▶ _Set task A_: Set down the part of the forum thread on whether S^2 × S^4 is homeomorphic to CP^3 that runs from "Determine with justification, whether $$S^2" down to "this hint please?", word for word.

# Determine with justification, whether $S^2 \times S^4$ is homeomorphic to $\mathbb{C}P^3$.

Determine with justification, whether $$S^2 \times S^4$$ is homeomorphic to $$\mathbb{C}P^{3}$$.

I know that they are not, but I do not know how to justify it , I got a hint that squaring a generator in $$S^2 \times S^4$$ is zero but in $$\mathbb{C}P^{3}$$ is not . could anyone help me in understanding this hint please?

• Do you know the cohomology rings for both these spaces? Not just as graded groups, but also the cup product structure? Mar 20, 2020 at 14:30
• I am using AT book and "Modern Classical Homotopy Theory" and they are difficult for me. so can you point out on which pages in any one of those books should I look please? Mar 20, 2020 at 14:33
• For $H^*(S^2 \times S^4)$ look at Hatcher's section on the Künneth formula starting on 214, especially look at the end of 215/start of 216 for the ring structure on a tensor product of graded rings. Look at Theorem 3.19 on page 220 for $H^*(\mathbb{C}P^3)$. Mar 20, 2020 at 14:54

If you know something about homotopy theory, you should know that $$\pi _4(CP^3)=0$$. To prove this, consider the fibration $$S^7\to CP^3$$, and look at the long exact sequence on homotopy. On the other hand $$\pi _4(S^4)=\mathbb Z\neq 0$$. So $$S^2\times S^4$$ contains a 4 sphere which is not homotopic to $$0$$, unlike $$CP^3$$

▶ _Set task B_: Count the lines of the records that contain the string "saddle", and reply with that number alone.

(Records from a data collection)
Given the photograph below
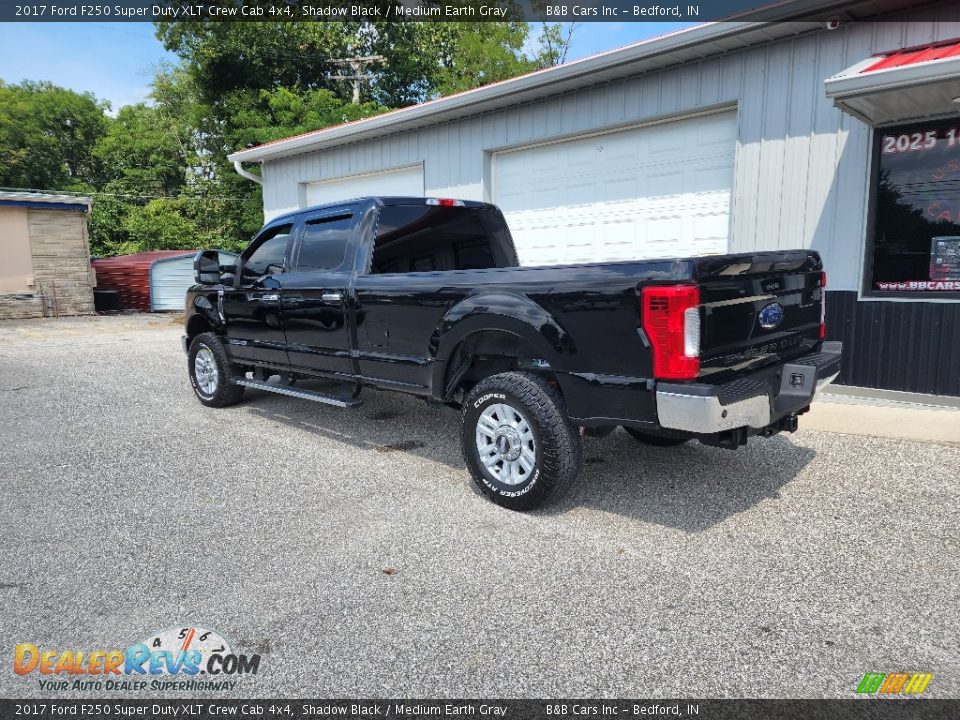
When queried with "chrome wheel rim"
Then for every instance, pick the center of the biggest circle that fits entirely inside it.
(506, 444)
(205, 371)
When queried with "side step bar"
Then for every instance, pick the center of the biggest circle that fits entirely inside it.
(296, 392)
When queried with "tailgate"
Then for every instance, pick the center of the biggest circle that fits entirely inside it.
(757, 309)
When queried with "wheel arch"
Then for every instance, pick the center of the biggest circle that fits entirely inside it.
(508, 332)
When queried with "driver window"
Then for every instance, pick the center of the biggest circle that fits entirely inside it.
(267, 258)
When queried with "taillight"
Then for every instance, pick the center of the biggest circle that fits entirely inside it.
(823, 306)
(671, 320)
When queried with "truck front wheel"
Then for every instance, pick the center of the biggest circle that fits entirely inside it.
(210, 372)
(517, 440)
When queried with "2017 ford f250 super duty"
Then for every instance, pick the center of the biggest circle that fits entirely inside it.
(425, 296)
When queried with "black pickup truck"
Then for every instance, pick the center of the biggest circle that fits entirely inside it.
(425, 296)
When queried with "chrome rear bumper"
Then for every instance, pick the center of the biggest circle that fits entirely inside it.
(753, 402)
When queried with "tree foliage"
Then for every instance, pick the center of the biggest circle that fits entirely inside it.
(159, 171)
(47, 135)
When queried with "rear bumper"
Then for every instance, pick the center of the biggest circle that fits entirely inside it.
(756, 401)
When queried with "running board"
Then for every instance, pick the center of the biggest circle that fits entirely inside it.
(296, 392)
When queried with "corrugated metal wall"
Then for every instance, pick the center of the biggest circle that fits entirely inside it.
(896, 345)
(801, 167)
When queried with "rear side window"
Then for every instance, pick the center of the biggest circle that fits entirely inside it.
(325, 242)
(421, 238)
(267, 257)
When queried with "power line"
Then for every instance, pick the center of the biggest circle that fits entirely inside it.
(95, 193)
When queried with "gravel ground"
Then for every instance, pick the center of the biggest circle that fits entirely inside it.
(786, 569)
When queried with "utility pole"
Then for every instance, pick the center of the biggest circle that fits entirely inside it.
(356, 65)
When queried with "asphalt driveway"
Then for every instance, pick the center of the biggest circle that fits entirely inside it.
(786, 569)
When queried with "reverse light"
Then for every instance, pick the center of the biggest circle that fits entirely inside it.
(823, 306)
(670, 315)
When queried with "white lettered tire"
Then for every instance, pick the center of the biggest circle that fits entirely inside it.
(517, 440)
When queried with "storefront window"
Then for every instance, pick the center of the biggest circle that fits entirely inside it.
(916, 225)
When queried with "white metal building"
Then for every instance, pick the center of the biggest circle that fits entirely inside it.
(727, 137)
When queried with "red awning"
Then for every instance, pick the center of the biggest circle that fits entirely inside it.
(912, 56)
(902, 85)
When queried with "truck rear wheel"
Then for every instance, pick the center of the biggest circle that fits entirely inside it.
(210, 372)
(657, 440)
(518, 441)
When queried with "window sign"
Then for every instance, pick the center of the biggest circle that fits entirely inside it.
(916, 230)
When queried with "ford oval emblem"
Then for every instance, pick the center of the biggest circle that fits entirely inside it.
(771, 316)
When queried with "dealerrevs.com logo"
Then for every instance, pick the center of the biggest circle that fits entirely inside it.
(194, 657)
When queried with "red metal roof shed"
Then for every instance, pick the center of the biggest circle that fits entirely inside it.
(130, 275)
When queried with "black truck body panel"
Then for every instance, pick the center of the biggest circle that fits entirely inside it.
(579, 323)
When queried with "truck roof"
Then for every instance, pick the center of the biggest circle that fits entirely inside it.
(380, 201)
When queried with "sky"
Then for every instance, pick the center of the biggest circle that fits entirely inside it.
(115, 61)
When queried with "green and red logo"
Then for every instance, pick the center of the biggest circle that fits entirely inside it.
(894, 683)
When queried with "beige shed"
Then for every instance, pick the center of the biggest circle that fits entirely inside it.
(44, 256)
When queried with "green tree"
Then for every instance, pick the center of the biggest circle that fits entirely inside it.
(47, 135)
(141, 153)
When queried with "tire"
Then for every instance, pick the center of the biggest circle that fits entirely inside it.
(657, 440)
(210, 377)
(533, 450)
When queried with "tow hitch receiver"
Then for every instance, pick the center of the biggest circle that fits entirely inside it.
(732, 439)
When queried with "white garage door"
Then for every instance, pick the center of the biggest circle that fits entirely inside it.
(402, 181)
(657, 191)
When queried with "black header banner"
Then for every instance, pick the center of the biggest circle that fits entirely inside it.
(417, 11)
(872, 708)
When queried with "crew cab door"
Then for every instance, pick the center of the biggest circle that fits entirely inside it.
(315, 294)
(251, 308)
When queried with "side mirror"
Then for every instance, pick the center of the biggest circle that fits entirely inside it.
(206, 267)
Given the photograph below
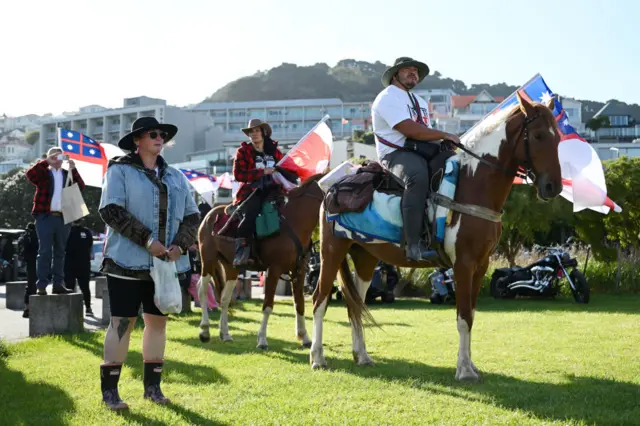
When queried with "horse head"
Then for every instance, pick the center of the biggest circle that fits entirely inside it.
(534, 130)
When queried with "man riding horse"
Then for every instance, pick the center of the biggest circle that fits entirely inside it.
(402, 126)
(253, 166)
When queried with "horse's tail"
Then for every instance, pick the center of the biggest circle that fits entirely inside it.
(356, 308)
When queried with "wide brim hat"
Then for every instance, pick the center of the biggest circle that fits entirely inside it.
(141, 125)
(256, 122)
(404, 62)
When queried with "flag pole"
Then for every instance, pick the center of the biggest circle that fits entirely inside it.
(325, 118)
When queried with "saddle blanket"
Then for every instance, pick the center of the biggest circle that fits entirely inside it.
(381, 221)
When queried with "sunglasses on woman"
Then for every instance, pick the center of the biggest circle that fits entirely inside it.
(154, 134)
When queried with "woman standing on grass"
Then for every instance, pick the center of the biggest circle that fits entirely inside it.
(149, 211)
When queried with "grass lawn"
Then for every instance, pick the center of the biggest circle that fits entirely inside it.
(543, 362)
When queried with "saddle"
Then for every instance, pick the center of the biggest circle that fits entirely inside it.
(354, 193)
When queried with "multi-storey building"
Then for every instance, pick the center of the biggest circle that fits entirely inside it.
(196, 132)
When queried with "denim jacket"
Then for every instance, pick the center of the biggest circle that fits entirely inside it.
(129, 185)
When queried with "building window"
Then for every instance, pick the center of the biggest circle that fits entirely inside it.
(619, 120)
(476, 108)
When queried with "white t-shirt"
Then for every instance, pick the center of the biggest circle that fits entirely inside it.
(392, 106)
(56, 197)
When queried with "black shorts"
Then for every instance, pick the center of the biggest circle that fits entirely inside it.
(125, 297)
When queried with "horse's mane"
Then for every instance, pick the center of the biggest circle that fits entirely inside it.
(295, 192)
(493, 122)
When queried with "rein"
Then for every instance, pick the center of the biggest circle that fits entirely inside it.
(529, 168)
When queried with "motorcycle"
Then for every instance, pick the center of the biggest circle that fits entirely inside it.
(443, 286)
(384, 282)
(541, 278)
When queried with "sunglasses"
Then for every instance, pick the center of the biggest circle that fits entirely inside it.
(155, 134)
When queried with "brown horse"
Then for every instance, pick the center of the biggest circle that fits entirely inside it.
(282, 253)
(525, 136)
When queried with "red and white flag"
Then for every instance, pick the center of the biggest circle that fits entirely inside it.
(311, 155)
(225, 181)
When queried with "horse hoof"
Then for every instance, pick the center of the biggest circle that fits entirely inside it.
(469, 377)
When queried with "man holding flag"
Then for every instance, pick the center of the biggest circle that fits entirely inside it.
(401, 120)
(49, 178)
(253, 167)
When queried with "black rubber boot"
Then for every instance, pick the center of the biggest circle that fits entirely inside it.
(109, 377)
(152, 378)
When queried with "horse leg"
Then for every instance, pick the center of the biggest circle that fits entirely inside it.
(298, 300)
(203, 288)
(332, 253)
(475, 291)
(270, 283)
(226, 294)
(464, 276)
(365, 265)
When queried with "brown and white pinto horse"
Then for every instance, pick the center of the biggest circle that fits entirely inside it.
(279, 254)
(525, 136)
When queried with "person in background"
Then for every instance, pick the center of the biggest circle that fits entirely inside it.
(253, 165)
(149, 212)
(28, 252)
(49, 178)
(77, 263)
(204, 208)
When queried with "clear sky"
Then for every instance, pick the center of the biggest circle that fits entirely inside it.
(60, 55)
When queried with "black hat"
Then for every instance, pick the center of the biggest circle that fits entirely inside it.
(404, 62)
(140, 126)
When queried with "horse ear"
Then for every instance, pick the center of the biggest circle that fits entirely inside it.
(526, 108)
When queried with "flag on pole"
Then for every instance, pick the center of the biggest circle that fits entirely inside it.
(201, 182)
(87, 154)
(582, 172)
(312, 153)
(225, 181)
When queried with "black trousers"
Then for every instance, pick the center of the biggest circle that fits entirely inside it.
(81, 275)
(413, 170)
(32, 277)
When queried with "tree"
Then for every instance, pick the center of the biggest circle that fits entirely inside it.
(601, 232)
(526, 217)
(598, 123)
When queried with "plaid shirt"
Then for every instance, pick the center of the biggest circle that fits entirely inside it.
(40, 176)
(244, 169)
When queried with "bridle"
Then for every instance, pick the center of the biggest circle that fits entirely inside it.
(525, 170)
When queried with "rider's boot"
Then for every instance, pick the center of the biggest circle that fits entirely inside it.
(415, 248)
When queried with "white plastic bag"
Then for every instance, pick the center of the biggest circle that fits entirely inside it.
(168, 297)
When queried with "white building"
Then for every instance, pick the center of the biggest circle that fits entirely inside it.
(13, 147)
(195, 129)
(24, 122)
(289, 119)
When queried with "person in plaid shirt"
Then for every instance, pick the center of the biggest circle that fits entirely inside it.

▶ _Full solution A_:
Determine with justification, whether $$S^2 \times S^4$$ is homeomorphic to $$\mathbb{C}P^{3}$$.

I know that they are not, but I do not know how to justify it , I got a hint that squaring a generator in $$S^2 \times S^4$$ is zero but in $$\mathbb{C}P^{3}$$ is not . could anyone help me in understanding this hint please?

▶ _Full solution B_: 2